Your answer should consist only of the lines from the line containing "Detect: gable roof" through the last line below, each repeated exactly.

— Record extracts —
┌──

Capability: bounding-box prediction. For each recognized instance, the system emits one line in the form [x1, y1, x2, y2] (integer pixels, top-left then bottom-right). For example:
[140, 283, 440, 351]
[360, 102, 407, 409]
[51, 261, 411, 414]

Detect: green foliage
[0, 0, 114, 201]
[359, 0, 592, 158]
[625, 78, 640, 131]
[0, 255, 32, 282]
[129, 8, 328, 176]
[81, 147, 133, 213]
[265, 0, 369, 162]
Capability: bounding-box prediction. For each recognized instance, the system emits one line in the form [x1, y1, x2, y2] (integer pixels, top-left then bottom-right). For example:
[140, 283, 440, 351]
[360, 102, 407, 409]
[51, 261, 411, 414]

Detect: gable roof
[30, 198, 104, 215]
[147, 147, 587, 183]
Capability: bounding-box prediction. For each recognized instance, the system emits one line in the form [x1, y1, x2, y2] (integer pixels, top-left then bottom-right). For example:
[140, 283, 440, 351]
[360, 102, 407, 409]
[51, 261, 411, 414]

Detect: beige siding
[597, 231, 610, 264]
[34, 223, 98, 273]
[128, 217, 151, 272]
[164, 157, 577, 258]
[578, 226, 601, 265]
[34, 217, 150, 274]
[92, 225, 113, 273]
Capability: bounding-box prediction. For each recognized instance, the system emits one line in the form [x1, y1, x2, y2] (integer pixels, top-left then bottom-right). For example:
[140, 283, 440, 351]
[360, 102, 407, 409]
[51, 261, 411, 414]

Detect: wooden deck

└──

— Output —
Detect: gable roof
[30, 198, 104, 215]
[147, 147, 587, 183]
Capability: bounding-box prediction. For each recognized instance, the system emits one line in the form [x1, y1, x2, y2] (integer pixels, top-left then bottom-right). For example:
[140, 283, 440, 351]
[360, 102, 407, 409]
[51, 261, 411, 414]

Detect: beige siding
[597, 231, 610, 264]
[34, 223, 98, 273]
[128, 217, 151, 272]
[164, 157, 577, 258]
[578, 226, 601, 265]
[34, 217, 150, 274]
[92, 225, 113, 273]
Capability: bounding-box prediction. For each recognized instance, the system emits one line in the form [x1, y1, x2, y2] (integer pixels, top-left then bottom-right). For example:
[140, 283, 440, 351]
[360, 102, 407, 409]
[51, 261, 411, 414]

Detect: wooden deck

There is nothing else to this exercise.